**Aim of the task:**
Count the lines in the rows below that contain the string "bbox", matching case exactly. Reply with only the number.

**Records for processing:**
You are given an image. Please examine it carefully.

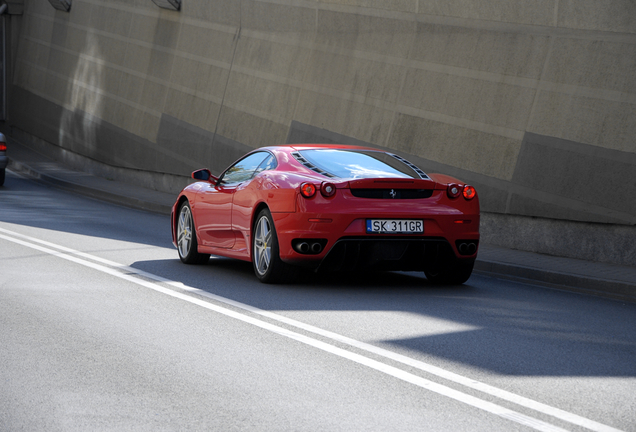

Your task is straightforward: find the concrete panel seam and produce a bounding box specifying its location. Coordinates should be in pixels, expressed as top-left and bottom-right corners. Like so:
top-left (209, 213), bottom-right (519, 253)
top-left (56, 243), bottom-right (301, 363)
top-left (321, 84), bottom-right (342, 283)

top-left (515, 37), bottom-right (554, 132)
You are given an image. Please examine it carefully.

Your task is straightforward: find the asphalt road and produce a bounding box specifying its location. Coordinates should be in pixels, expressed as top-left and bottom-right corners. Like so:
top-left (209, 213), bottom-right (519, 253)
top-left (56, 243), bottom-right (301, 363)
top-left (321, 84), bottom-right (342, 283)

top-left (0, 172), bottom-right (636, 431)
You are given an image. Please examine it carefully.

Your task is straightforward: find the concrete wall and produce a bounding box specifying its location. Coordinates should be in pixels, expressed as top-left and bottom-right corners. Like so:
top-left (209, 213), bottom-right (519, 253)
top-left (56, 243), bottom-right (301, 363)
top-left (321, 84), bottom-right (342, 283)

top-left (9, 0), bottom-right (636, 264)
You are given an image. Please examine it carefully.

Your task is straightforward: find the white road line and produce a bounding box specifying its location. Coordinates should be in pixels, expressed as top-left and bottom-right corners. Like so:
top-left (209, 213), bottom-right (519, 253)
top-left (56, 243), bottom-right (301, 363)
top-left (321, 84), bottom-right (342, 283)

top-left (0, 228), bottom-right (621, 432)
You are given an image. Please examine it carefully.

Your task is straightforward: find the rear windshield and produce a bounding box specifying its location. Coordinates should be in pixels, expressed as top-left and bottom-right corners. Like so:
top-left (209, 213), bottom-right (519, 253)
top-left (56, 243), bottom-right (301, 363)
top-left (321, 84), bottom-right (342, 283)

top-left (299, 149), bottom-right (421, 179)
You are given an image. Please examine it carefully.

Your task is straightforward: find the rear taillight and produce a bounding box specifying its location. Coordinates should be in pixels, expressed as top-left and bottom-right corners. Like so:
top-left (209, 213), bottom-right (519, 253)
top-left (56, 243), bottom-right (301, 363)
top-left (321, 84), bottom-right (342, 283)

top-left (462, 185), bottom-right (477, 200)
top-left (446, 183), bottom-right (462, 199)
top-left (300, 183), bottom-right (316, 198)
top-left (320, 182), bottom-right (336, 198)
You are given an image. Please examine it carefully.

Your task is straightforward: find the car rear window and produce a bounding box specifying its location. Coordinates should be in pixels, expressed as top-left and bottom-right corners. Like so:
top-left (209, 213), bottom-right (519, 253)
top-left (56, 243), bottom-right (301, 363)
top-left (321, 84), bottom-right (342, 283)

top-left (299, 149), bottom-right (421, 179)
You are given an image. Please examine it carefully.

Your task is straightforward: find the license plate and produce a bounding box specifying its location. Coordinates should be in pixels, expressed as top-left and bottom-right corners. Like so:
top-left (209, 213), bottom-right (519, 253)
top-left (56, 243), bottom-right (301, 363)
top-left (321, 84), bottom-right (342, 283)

top-left (367, 219), bottom-right (424, 234)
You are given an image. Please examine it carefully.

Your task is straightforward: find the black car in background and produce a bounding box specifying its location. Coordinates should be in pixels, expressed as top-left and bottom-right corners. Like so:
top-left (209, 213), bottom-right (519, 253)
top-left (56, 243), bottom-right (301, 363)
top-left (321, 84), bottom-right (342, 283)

top-left (0, 133), bottom-right (9, 186)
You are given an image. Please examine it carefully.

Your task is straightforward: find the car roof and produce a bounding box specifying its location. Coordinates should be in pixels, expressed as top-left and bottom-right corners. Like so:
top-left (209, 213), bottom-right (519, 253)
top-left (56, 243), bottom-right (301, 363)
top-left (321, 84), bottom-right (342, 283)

top-left (259, 143), bottom-right (384, 152)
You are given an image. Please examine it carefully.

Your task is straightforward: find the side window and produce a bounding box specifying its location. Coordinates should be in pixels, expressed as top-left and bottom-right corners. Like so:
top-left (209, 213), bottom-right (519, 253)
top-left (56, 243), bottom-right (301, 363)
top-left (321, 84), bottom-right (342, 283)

top-left (255, 155), bottom-right (278, 174)
top-left (220, 152), bottom-right (270, 184)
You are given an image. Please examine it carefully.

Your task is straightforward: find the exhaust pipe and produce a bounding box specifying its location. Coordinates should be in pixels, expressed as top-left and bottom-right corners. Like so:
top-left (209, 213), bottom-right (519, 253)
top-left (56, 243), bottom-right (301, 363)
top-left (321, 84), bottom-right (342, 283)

top-left (311, 242), bottom-right (322, 254)
top-left (457, 243), bottom-right (468, 255)
top-left (296, 242), bottom-right (309, 253)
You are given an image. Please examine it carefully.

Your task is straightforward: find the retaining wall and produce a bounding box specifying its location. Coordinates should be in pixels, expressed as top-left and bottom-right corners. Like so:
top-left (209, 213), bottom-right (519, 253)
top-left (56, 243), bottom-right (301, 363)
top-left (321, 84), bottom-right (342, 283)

top-left (8, 0), bottom-right (636, 265)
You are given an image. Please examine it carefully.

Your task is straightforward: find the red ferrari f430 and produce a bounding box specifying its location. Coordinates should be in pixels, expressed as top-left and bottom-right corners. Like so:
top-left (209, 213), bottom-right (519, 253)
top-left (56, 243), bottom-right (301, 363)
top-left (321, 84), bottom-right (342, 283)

top-left (171, 144), bottom-right (479, 284)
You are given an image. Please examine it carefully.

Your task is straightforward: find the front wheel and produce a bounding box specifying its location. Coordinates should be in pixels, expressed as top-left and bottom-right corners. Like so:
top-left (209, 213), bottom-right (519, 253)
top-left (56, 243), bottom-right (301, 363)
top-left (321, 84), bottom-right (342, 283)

top-left (424, 259), bottom-right (475, 285)
top-left (177, 201), bottom-right (210, 264)
top-left (252, 209), bottom-right (298, 283)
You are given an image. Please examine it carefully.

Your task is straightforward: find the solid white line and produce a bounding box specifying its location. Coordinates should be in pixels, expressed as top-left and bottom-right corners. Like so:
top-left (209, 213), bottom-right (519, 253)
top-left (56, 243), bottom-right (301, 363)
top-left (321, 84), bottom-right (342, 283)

top-left (0, 228), bottom-right (620, 432)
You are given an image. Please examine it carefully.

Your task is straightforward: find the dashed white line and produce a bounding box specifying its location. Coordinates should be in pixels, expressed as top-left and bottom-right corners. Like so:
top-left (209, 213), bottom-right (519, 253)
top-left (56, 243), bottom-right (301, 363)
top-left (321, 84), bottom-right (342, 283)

top-left (0, 228), bottom-right (620, 432)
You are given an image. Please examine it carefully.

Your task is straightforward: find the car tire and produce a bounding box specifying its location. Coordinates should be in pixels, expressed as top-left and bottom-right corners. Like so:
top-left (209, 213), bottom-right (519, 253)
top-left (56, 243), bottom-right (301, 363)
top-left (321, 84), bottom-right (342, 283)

top-left (424, 259), bottom-right (475, 285)
top-left (252, 209), bottom-right (298, 284)
top-left (176, 201), bottom-right (210, 264)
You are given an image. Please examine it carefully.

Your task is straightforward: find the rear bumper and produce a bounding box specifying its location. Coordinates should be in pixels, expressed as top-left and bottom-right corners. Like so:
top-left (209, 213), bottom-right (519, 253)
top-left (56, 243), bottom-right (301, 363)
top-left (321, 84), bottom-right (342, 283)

top-left (273, 208), bottom-right (479, 271)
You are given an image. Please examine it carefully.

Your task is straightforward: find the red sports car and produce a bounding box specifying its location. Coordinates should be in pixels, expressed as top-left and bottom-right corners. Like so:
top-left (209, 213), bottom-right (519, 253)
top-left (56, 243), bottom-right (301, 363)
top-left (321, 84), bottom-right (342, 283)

top-left (171, 144), bottom-right (479, 284)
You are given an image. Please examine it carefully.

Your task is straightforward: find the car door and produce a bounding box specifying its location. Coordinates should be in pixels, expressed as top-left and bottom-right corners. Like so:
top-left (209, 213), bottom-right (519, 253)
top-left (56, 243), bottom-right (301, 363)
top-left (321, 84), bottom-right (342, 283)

top-left (196, 152), bottom-right (269, 248)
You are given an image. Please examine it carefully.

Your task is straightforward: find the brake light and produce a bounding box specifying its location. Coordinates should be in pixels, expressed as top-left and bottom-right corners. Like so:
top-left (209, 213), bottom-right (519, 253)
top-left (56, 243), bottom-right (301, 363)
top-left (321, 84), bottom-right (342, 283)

top-left (320, 182), bottom-right (336, 198)
top-left (463, 185), bottom-right (477, 200)
top-left (300, 183), bottom-right (316, 198)
top-left (446, 183), bottom-right (462, 199)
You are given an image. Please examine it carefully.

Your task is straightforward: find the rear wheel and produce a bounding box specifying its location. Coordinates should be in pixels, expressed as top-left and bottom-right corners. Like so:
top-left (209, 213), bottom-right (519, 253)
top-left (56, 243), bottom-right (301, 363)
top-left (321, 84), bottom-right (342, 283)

top-left (424, 259), bottom-right (475, 285)
top-left (252, 209), bottom-right (298, 283)
top-left (177, 201), bottom-right (210, 264)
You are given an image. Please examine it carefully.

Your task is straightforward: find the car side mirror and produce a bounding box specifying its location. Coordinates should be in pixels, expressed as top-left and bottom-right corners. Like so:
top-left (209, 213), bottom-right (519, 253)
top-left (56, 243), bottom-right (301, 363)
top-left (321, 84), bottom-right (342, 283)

top-left (192, 169), bottom-right (219, 184)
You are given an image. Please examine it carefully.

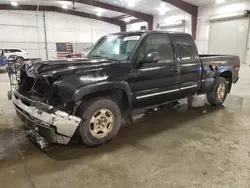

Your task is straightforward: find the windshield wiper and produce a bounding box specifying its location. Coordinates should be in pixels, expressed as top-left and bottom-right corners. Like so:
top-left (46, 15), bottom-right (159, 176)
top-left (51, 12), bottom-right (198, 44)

top-left (91, 55), bottom-right (116, 61)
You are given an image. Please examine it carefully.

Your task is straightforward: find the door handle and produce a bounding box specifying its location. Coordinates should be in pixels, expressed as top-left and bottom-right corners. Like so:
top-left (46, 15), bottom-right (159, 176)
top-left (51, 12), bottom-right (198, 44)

top-left (172, 67), bottom-right (180, 72)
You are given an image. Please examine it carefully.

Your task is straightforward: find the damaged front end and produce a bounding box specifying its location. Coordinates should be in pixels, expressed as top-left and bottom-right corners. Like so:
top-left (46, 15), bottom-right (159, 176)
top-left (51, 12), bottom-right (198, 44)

top-left (12, 61), bottom-right (81, 150)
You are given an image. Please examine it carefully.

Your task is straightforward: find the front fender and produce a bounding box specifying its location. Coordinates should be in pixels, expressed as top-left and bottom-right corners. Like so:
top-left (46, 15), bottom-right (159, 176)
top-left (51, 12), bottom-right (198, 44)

top-left (73, 81), bottom-right (133, 108)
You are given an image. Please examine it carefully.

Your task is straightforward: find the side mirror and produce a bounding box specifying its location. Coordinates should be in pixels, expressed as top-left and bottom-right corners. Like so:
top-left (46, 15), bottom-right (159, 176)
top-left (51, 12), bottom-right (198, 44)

top-left (138, 52), bottom-right (161, 65)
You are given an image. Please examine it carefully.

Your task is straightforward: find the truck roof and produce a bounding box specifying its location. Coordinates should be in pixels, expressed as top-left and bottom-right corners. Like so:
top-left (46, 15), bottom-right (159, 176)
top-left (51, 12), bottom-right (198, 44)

top-left (112, 30), bottom-right (190, 35)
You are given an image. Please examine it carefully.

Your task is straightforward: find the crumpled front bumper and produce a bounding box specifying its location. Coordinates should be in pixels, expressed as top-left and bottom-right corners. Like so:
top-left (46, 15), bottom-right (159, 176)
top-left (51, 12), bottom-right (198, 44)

top-left (12, 91), bottom-right (81, 144)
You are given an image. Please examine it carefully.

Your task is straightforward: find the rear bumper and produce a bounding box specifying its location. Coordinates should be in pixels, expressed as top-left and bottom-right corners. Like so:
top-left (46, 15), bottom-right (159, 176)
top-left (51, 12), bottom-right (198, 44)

top-left (12, 91), bottom-right (81, 144)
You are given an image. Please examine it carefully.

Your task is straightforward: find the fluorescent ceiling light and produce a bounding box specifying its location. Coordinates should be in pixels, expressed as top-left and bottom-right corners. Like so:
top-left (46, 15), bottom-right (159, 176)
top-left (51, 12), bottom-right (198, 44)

top-left (128, 2), bottom-right (135, 7)
top-left (216, 0), bottom-right (226, 4)
top-left (96, 12), bottom-right (102, 16)
top-left (125, 18), bottom-right (130, 22)
top-left (11, 1), bottom-right (18, 7)
top-left (156, 2), bottom-right (170, 16)
top-left (95, 8), bottom-right (104, 12)
top-left (58, 1), bottom-right (72, 6)
top-left (62, 5), bottom-right (68, 9)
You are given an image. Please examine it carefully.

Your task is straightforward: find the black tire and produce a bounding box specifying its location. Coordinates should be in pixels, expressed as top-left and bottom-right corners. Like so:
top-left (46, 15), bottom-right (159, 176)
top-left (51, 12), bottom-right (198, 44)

top-left (79, 98), bottom-right (122, 146)
top-left (16, 56), bottom-right (24, 64)
top-left (207, 77), bottom-right (229, 105)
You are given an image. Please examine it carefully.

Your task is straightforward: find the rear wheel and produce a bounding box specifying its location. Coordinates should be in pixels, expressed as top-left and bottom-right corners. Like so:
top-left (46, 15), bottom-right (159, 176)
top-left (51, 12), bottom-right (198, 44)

top-left (207, 77), bottom-right (229, 105)
top-left (79, 98), bottom-right (121, 146)
top-left (16, 57), bottom-right (24, 64)
top-left (7, 91), bottom-right (12, 100)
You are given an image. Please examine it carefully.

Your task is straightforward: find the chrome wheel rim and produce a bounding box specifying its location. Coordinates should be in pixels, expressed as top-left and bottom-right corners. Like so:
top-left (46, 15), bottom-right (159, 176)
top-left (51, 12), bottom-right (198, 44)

top-left (89, 109), bottom-right (114, 138)
top-left (217, 83), bottom-right (226, 101)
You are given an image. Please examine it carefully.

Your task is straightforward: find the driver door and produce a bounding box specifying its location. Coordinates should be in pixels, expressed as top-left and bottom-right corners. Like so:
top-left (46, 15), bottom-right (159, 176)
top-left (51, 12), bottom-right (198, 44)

top-left (129, 33), bottom-right (180, 108)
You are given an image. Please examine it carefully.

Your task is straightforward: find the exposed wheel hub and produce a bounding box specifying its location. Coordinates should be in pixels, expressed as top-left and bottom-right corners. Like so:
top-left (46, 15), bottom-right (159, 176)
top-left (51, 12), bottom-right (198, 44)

top-left (217, 83), bottom-right (226, 101)
top-left (89, 109), bottom-right (114, 138)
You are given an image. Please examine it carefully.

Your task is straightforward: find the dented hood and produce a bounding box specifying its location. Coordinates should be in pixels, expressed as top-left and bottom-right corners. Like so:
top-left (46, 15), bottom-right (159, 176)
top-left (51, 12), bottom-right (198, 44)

top-left (25, 59), bottom-right (111, 77)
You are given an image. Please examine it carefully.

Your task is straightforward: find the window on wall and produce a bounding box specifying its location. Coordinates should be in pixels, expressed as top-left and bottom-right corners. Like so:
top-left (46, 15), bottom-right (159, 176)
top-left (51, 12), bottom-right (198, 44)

top-left (142, 34), bottom-right (174, 61)
top-left (4, 49), bottom-right (21, 53)
top-left (173, 35), bottom-right (197, 60)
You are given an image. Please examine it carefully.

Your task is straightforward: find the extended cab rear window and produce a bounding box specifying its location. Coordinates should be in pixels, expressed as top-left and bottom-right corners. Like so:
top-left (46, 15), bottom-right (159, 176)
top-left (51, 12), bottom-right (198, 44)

top-left (173, 34), bottom-right (197, 60)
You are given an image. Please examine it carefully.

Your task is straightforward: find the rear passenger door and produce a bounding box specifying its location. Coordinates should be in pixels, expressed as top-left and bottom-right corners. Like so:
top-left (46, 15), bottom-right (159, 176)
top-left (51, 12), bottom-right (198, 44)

top-left (172, 34), bottom-right (202, 98)
top-left (129, 33), bottom-right (179, 108)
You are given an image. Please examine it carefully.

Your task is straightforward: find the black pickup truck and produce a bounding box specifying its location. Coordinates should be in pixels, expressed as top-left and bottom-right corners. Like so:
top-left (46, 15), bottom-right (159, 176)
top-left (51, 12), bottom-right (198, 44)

top-left (12, 31), bottom-right (240, 148)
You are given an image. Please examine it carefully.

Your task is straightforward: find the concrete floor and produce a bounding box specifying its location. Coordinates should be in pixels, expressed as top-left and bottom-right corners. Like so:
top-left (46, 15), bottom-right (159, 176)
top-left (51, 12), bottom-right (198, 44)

top-left (0, 66), bottom-right (250, 188)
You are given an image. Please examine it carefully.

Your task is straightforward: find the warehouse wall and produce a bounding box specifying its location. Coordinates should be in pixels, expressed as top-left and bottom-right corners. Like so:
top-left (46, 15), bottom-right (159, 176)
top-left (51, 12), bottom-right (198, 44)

top-left (153, 10), bottom-right (192, 34)
top-left (196, 0), bottom-right (250, 53)
top-left (0, 10), bottom-right (120, 59)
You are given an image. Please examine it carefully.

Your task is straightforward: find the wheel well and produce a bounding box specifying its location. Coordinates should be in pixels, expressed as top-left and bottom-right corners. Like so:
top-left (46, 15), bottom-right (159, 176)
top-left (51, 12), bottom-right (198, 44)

top-left (220, 71), bottom-right (233, 93)
top-left (75, 89), bottom-right (130, 115)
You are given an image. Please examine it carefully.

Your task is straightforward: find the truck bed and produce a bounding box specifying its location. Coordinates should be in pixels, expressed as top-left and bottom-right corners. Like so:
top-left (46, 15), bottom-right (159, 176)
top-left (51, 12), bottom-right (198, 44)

top-left (199, 54), bottom-right (238, 61)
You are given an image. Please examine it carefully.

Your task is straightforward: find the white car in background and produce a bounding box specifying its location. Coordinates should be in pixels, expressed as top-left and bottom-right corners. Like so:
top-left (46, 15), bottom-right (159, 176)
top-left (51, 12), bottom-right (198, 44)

top-left (4, 48), bottom-right (30, 61)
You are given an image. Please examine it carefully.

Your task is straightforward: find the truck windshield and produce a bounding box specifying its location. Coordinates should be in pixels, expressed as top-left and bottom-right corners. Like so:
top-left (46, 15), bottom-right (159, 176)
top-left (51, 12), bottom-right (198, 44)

top-left (85, 34), bottom-right (141, 61)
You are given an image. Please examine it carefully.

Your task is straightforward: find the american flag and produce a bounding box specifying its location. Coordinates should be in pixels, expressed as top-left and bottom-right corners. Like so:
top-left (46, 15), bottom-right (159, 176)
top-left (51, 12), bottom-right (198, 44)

top-left (56, 42), bottom-right (73, 59)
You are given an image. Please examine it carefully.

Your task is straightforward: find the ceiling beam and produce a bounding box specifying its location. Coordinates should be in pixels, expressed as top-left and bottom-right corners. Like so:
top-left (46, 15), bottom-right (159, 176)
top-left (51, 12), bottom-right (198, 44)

top-left (161, 0), bottom-right (198, 17)
top-left (61, 0), bottom-right (153, 30)
top-left (0, 4), bottom-right (126, 31)
top-left (161, 0), bottom-right (198, 39)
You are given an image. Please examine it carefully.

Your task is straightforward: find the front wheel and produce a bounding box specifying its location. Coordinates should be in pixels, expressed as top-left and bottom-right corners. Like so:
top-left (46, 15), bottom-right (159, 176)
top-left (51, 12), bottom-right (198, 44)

top-left (79, 98), bottom-right (122, 146)
top-left (207, 77), bottom-right (229, 105)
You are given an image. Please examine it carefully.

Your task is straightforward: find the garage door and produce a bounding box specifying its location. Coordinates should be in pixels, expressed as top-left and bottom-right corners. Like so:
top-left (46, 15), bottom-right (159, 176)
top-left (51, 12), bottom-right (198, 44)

top-left (160, 26), bottom-right (185, 32)
top-left (208, 18), bottom-right (249, 63)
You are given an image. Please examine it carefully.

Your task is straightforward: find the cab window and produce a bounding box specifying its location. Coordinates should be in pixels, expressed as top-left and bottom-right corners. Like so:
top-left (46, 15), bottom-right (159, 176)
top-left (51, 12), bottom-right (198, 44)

top-left (142, 34), bottom-right (174, 61)
top-left (173, 34), bottom-right (198, 60)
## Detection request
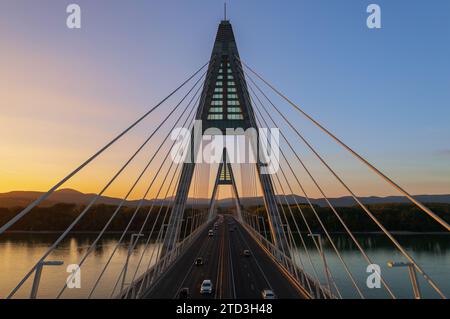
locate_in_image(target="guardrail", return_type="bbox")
[240,222,337,299]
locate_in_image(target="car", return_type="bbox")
[200,279,212,295]
[178,288,189,299]
[261,289,276,299]
[194,257,203,266]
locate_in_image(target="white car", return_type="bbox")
[200,279,212,295]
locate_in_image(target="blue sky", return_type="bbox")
[0,0,450,195]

**Finished task:**
4